── DATASET RECORDS

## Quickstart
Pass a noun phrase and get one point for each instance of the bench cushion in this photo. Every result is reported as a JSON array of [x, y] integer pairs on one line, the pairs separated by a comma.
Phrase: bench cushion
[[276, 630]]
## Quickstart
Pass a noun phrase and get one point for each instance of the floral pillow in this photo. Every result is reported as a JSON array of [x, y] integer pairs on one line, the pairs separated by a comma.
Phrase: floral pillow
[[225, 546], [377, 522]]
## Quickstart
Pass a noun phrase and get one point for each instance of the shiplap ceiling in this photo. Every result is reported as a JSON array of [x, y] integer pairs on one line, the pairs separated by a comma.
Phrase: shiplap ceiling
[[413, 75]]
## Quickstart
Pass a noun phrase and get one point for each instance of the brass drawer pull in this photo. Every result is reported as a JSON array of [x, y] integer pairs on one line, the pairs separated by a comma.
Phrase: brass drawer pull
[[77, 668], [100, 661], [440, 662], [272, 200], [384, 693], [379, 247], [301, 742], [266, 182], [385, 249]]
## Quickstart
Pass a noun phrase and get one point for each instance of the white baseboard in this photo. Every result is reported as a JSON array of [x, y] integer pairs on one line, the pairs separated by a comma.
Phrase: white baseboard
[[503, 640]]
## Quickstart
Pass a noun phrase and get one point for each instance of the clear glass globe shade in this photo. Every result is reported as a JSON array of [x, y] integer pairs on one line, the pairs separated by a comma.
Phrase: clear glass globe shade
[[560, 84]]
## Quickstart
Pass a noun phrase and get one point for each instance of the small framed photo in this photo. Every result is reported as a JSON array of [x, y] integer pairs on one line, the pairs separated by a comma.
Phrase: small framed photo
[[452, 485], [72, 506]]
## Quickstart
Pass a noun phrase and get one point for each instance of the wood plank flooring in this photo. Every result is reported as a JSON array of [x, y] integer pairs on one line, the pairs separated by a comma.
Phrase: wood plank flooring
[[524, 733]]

────

**CHALLENGE**
Transcribe the records above exactly as they appear.

**FULL ANSWER**
## Quickstart
Pass a noun phrase and get one point for each instance of the bench cushion in this photo. Every result is reported as a JSON array of [x, y] integer pairs on one line, the pairs separated by a comma.
Phrase: bench cushion
[[276, 630]]
## Quickstart
Pass a noun phrase and get one point for each instance of the floral pillow in this photo. Every result is reported as a JSON array of [x, y] integer pairs on one line, the pairs separated by a comma.
Phrase: floral pillow
[[225, 546], [377, 522]]
## Quickstart
Pass a noun phrase and get one point for each instance of the shiplap ceiling in this photo. Every result is reported as a JSON array of [x, y] integer pairs on one line, the pairs separated by a comma.
Phrase: shiplap ceiling
[[413, 75]]
## Quickstart
Pass a noun phrase and get one point for each instance of the brass drawer pull in this photo. Every result is reported as a JSON array of [x, y] integer pairs on one line, the pairs separated by a comma.
Phrase: brass drawer pull
[[77, 668], [100, 661], [440, 662], [272, 200], [384, 693], [379, 247], [301, 742], [266, 182], [385, 249]]
## Quickstart
Pass a noun phrase and get one point for each instance of the white baseboard in this photo. Every result is reported as a JSON array of [x, y] integer pairs on one line, the pairs separated by a comma.
Phrase: white baseboard
[[503, 640]]
## Quickstart
Pass a noun phrase and get one point for each instance of the clear glass globe shade in this photo. Every result is reported as a JSON array of [x, y] integer pairs on one line, the pairs separated by a comma.
Phrase: clear glass globe shade
[[560, 84]]
## Quickstart
Pass a noun phrase and get one point for each instance of the small framed photo in this photo. Every result is reported as a JSON array of [x, y] integer pairs on one line, the pairs separated by a comma.
Phrase: small framed photo
[[452, 485], [72, 506]]
## Quickstart
Pass a noun phrase and get one point for each instance of the wood plank flooring in this photo. Every result is reported as a JSON array of [x, y] integer pairs on one line, the pairs separated by a comma.
Phrase: wood plank flooring
[[524, 733]]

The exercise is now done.